PASSAGE GIVEN.
■ ■ ■ ■ ■

What are the grounds for divorce in Alberta?
There are three grounds for divorce in Alberta; the first is being separate and apart for a year, meaning the parties have been separated for more than one year. You can be separated while living in the same household depending on the circumstances.
The second grounds are mental or physical cruelty that makes continued cohabitation impossible. The test is fairly obvious with respect to physical cruelty, but mental cruelty is more subjective and based on what constitutes cruelty on the part of the person claiming it.
The third grounds for divorce is adultery on the part of the other spouse. You can’t claim for your own adultery, but if someone has had relations with anyone other than their spouse, that grounds can be claimed. Claiming either of the last two grounds, cruelty or adultery, doesn’t provide you with any additional advantages, because Alberta is a no-fault divorce jurisdiction. Those grounds simply entitle the parties to have a divorce granted quicker than waiting out the year separation period.
What is the difference between a litigated divorce and a collaborative divorce?
The process is different, but the outcome of both is a resolution of the issues arising from the marriage breakdown. The divorce itself dissolves the marriage.

■ ■ ■ ■ ■

DATASET EXTRACT.
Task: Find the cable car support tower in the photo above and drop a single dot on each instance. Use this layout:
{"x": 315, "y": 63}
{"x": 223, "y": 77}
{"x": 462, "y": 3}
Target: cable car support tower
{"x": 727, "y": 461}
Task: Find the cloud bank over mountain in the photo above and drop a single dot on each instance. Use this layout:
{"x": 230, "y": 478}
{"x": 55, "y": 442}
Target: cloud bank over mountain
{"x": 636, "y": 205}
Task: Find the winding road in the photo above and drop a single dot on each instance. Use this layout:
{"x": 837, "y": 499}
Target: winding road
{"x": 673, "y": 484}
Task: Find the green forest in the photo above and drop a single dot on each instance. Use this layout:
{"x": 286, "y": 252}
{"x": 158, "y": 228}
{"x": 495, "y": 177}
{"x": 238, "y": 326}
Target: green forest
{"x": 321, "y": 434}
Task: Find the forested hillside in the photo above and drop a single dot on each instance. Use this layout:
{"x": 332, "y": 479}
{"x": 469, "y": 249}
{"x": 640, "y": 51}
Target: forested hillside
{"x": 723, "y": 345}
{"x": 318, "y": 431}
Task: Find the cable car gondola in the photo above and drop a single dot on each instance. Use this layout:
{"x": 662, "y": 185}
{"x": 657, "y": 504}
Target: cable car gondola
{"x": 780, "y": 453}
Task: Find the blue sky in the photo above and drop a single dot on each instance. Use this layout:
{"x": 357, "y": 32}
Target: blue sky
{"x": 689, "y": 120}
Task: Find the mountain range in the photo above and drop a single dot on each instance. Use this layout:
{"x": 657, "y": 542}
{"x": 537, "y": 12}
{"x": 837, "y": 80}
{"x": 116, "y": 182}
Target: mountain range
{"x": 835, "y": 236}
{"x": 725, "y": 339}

■ ■ ■ ■ ■

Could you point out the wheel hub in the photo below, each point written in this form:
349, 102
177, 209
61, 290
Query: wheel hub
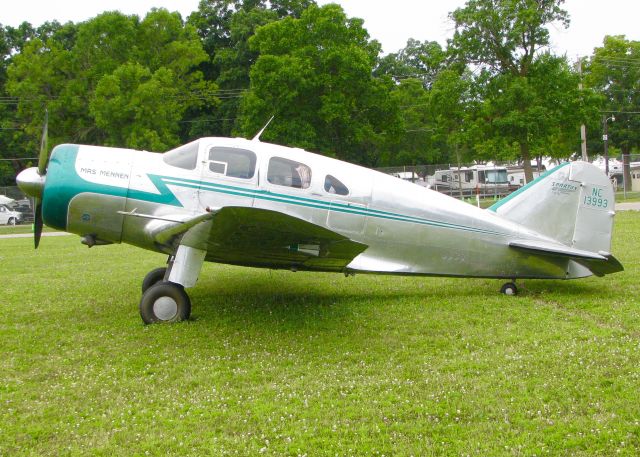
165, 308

■ ■ ■ ■ ■

EXERCISES.
a: According to the passage on divorce in Alberta, why does claiming cruelty or adultery give no additional advantage?
b: List every ground for divorce named in the passage on divorce in Alberta.
c: Reproduce everything in the passage on divorce in Alberta from "The second grounds" down to "a collaborative divorce?".

THE SOLUTIONS.
a: Because Alberta is a no-fault divorce jurisdiction.

b:
- Being separate and apart for more than one year
- Mental or physical cruelty that makes continued cohabitation impossible
- Adultery on the part of the other spouse

c:
The second grounds are mental or physical cruelty that makes continued cohabitation impossible. The test is fairly obvious with respect to physical cruelty, but mental cruelty is more subjective and based on what constitutes cruelty on the part of the person claiming it.
The third grounds for divorce is adultery on the part of the other spouse. You can’t claim for your own adultery, but if someone has had relations with anyone other than their spouse, that grounds can be claimed. Claiming either of the last two grounds, cruelty or adultery, doesn’t provide you with any additional advantages, because Alberta is a no-fault divorce jurisdiction. Those grounds simply entitle the parties to have a divorce granted quicker than waiting out the year separation period.
What is the difference between a litigated divorce and a collaborative divorce?